### What to produce
Pull each line holding the word "wall" from the data.

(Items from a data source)
========================================

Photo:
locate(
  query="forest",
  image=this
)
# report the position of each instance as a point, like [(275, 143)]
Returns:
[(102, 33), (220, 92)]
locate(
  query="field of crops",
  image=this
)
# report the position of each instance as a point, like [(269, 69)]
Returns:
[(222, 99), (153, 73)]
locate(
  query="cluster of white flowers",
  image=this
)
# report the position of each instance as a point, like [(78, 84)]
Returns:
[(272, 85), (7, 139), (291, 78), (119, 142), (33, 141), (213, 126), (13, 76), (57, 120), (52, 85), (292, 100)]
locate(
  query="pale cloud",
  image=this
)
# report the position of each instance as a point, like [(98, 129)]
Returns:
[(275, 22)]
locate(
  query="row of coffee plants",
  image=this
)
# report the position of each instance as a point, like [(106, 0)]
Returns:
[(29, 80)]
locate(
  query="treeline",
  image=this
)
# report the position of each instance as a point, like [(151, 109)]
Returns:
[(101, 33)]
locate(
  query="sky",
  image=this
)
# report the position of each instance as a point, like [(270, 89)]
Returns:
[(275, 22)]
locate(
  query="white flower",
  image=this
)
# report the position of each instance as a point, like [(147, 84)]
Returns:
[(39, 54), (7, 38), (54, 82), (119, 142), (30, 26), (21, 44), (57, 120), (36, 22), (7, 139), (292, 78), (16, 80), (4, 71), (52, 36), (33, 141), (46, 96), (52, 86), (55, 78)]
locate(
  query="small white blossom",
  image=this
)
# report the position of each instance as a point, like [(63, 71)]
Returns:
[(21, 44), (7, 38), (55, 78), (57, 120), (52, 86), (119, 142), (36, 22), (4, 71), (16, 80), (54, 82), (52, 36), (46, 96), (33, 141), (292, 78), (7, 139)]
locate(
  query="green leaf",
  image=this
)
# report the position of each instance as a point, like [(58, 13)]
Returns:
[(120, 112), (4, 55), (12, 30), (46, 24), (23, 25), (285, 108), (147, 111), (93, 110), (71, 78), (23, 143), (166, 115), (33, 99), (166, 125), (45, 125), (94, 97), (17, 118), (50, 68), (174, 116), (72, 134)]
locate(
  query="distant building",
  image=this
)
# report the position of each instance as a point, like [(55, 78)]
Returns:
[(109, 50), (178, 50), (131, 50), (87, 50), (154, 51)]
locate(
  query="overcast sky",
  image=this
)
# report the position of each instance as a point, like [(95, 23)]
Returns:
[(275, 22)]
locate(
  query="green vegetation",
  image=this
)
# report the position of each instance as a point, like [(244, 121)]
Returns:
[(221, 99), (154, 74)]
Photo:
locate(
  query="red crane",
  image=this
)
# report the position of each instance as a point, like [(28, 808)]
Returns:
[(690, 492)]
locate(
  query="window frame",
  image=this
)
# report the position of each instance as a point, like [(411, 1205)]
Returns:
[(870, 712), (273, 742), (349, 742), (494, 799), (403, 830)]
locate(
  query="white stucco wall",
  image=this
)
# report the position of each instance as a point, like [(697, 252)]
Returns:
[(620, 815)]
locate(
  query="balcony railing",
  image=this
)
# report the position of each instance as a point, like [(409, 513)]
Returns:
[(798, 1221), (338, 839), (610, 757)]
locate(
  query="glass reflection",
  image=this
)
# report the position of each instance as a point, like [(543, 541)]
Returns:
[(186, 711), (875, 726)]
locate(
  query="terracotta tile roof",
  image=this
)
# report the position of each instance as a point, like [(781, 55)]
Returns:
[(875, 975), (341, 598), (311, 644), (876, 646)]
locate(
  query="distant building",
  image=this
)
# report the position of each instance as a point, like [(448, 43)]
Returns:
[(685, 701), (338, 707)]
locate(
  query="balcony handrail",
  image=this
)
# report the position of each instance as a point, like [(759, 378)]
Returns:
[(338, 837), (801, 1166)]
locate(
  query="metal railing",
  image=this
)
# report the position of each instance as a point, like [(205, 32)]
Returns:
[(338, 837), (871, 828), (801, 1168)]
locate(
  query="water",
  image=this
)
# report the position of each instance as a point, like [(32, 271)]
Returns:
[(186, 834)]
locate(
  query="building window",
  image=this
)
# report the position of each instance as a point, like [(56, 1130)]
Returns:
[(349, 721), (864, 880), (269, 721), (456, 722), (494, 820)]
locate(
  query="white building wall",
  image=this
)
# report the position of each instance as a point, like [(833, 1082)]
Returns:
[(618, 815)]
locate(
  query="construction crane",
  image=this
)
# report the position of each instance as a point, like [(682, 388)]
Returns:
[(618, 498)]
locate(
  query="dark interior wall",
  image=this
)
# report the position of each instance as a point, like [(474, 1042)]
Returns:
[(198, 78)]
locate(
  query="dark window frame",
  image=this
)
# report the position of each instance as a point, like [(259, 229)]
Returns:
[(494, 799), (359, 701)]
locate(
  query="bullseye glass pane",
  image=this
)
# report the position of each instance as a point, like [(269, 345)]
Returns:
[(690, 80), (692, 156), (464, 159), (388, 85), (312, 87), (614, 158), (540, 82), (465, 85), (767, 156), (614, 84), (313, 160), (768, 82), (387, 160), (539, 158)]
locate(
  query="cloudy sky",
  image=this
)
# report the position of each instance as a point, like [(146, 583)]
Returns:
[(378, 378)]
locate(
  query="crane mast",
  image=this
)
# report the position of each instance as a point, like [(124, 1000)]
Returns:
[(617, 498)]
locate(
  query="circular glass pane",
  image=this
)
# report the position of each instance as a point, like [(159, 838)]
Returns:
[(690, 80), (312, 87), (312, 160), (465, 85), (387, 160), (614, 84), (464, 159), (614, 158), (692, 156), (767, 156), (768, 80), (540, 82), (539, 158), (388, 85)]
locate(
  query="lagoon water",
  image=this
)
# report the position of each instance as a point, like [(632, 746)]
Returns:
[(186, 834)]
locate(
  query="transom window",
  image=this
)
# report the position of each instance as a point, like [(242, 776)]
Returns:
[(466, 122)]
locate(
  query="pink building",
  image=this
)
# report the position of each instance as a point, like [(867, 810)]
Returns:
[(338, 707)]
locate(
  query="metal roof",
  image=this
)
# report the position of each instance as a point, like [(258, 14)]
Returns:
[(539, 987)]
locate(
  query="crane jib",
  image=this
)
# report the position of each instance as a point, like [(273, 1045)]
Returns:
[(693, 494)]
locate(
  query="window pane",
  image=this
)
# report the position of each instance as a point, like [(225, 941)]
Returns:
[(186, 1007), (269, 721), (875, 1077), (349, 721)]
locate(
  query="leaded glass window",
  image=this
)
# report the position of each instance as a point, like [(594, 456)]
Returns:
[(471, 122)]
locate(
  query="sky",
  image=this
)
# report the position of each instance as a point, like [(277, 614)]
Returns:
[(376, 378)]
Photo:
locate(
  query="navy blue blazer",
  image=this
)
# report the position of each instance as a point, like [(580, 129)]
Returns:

========================================

### Result
  query="white stucco wall",
  query="white building wall",
  query="dark interior wall",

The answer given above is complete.